[Directions]:
**1)** Using the post about Jane Roberts, say whether each statement agrees with it, answering yes or no and quoting the words of the post that decide it. (a) The London Summit on Family Planning aims to support an additional 120 million women and girls by 2020. (b) The writer learned of Powell's announcement from the New York Times. (c) Powell opposed UNFPA.
**2)** Pick up the post about Jane Roberts after its final sentence and keep writing it.

[Text provided]:
She’s Doing It: Jane Roberts’ 10 Years Making Global Women’s Rights Reality

by Gloria Feldt on July 11th, 2012
in Create a Movement, Leadership, No Excuses, Power Tools, She's Doing It and tagged , , , , , , , ,

This is a guest post by a courageous leader for women globally. Jane Roberts saw an injustice and took action to set things right. On this July 11, World Population Day,  join me in support of her efforts to raise awareness and money to ensure that women around the world can have healthy pregnancies when they choose and access to preventive family planning services to plan and space their childbearing.

Also on 11 July, the UK Government and the Bill & Melinda Gates Foundation, with UNFPA and other partners, will host the  London Summit on Family Planning, a groundbreaking convocation on family planning. The aim of the summit it to mobilize global policy, financing, commodity, political will, and service delivery commitments to support the rights of an additional 120 million women and girls in the world’s poorest countries to use contraceptive information, services and supplies, without coercion or discrimination, by 2020.

July 22, 2002, ten years ago this month, I read in the Los Angeles Times Colin Powell’s  announcement that the United States of America, my country, was not going to release the $34 million Congress had approved for the U.N. Population Fund. Powell, a proponent of UNFPA, sold his soul.

[Provided data]:

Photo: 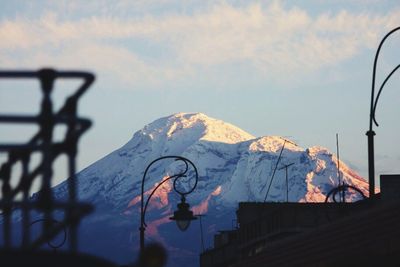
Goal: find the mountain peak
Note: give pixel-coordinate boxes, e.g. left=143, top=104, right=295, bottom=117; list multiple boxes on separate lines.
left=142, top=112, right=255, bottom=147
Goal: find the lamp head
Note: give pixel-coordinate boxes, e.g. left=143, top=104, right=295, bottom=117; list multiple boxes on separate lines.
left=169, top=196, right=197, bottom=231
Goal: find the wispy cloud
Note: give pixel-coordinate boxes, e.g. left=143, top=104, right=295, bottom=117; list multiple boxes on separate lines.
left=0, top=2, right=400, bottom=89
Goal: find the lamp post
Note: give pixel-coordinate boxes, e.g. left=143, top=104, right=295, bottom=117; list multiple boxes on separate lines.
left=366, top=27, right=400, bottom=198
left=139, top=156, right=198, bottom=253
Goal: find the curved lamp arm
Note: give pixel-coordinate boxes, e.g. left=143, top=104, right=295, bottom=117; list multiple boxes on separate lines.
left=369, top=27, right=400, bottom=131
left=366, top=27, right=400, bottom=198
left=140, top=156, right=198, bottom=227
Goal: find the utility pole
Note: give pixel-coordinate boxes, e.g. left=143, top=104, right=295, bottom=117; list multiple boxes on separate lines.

...

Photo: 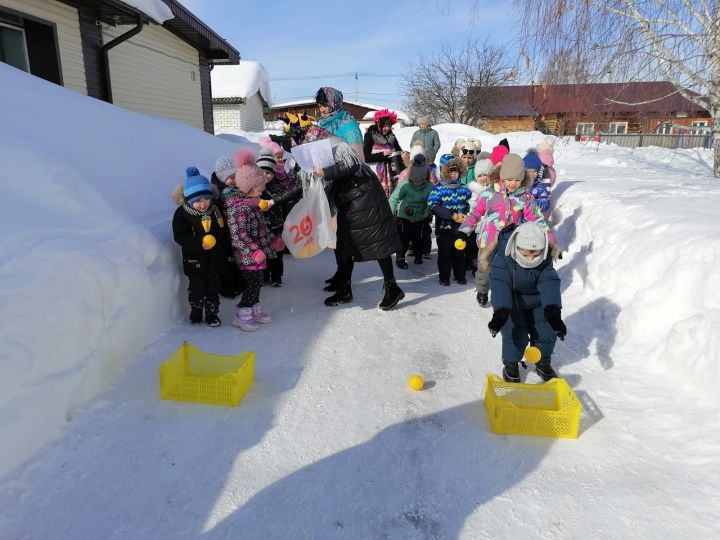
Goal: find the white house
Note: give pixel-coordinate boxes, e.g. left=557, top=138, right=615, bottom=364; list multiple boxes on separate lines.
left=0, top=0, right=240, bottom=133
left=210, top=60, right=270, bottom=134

[Answers for this exercise]:
**1)**
(a) Yes: "support the rights of an additional 120 million women and girls in the world’s poorest countries to use contraceptive information, services and supplies, without coercion or discrimination, by 2020"
(b) No: "I read in the Los Angeles Times Colin Powell’s announcement"
(c) No: "Powell, a proponent of UNFPA, sold his soul"

**2)**
I knew that this dereliction of duty and this ugly mean spirited step would mean more cases of maternal mortality, more unwanted births, large numbers of unsafe abortions, increased cases of obstetric fistula and increases in the myriad forms of gender based violence. That night I thought of asking 34 million Americans and others for one dollar. Lois Abraham, whom I didn’t know at the time, had the exact same thought. Ten years later our grassroots movement 34 Million Friends is still going and has given hundreds of thousands of people the opportunity to take a stand for the women of the world through UNFPA. Our web site at www.34millionfriends.org has a new 10th anniversary home page with my new and short youtube video.

July 11 is World Population Day. Two hundred thirteen thousand people per day and/or seventy-eight million people per year are being added to the world’s population. Human beings are a rapacious species.  Rio+20 showed that governments will not sacrifice their power nor individuals their creature comforts for long term sustainability.  Rio+20 showed that population remains the unmentioned elephant in the room. Sustainability is a joke.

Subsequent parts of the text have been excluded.